BRANO DEL DOCUMENTO:
^^^^^^^^^^^^^^^^
Caro Nino.
innanzitutto ti ringrazio
per avermi citato nel tuo sapido affresco sul Settecento Siciliano.
Quello che tu citi è un vecchio mio volumetto di tredici anni fa. Ne
scrissi sull'argomento in QR (quaderni racalmutesi) nel 2001. E
soprattutto nulla ho dato alle stampe in ordine alle mie ricerche sul
groviglio feudale che coinvolse i Gaetani e la Buglio e loro
successori nel Settecento. Sono faccende inestricabili. La crisi
del sistema feudale nella Sicilia del Settecento rispecchia i
risvegli civili del secolo dei lumi ed ebbe l'epilogo positivo con
Caracciolo. Sciascia in Parrocchie di Regalpetra mi pare ha qualche
stridula sorpresa nel non comprendere come le autorità avessero
voglia a Racalmuto di dare addosso alle cuppuliddi dell'arrendatario
il prete bello don Giuseppe Savatteri e Brutto, figura che mi
sollazza in lunghi miei scritti. Del resto vi fu il padre Figliola in
quel secolo che riuscì a Napoli a farsi dichiarare inesistente lo
jus del mero e misto impero che i Del Carretto, nel farsi elevare a
conti, avevano comprato a lassari aviri e che a Racalmuto ebbe sempre
blande applicazioni. Il che mi rende scettico sulle storielle del
Messana Serafino, quello dei romanzetti storici inventore serioso di
Castori e Polluci racalmutesi. Quanto alla Baglio mi preme smentirti.
^^^^^^^^^^^^^^^^
CONSEGNA:
Riassumi in due frasi la lettera sul Settecento siciliano. Il materiale allegato non è necessario.

MATERIALE FORNITO:
^^^^^^^^^^^^^^^^
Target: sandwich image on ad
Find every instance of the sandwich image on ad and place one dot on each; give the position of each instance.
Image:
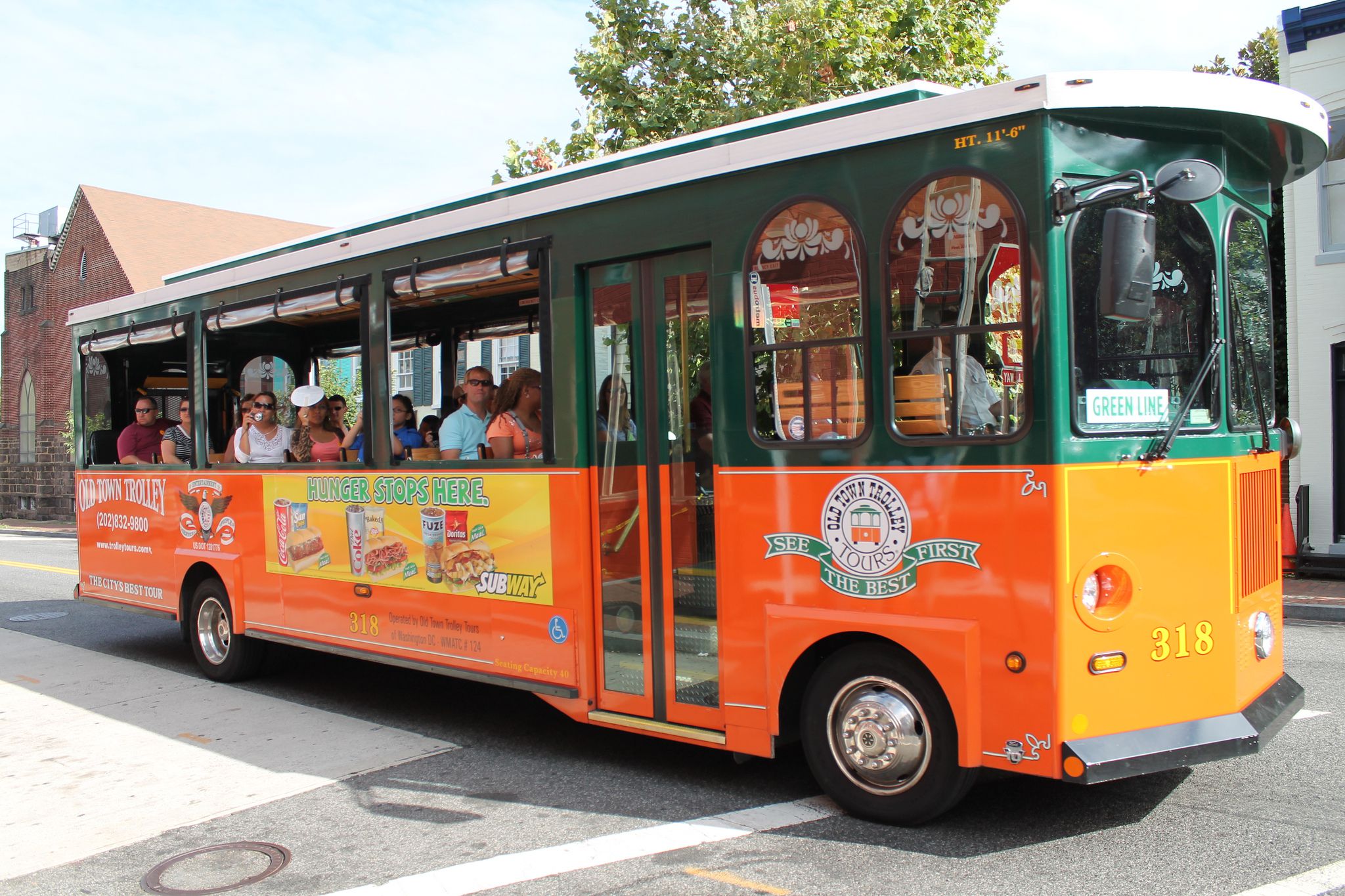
^^^^^^^^^^^^^^^^
RISPOSTA COMPLETA:
La lettera ringrazia Nino per la citazione nel suo affresco sul Settecento siciliano e precisa che il volumetto citato è di tredici anni prima, mentre nulla è stato pubblicato sulle ricerche intorno al groviglio feudale che coinvolse i Gaetani e i loro successori. Vi si sostiene che la crisi del sistema feudale nella Sicilia del Settecento rispecchiò i risvegli civili del secolo dei lumi ed ebbe un epilogo positivo con Caracciolo, e si esprime scetticismo sulle storielle di Messana Serafino.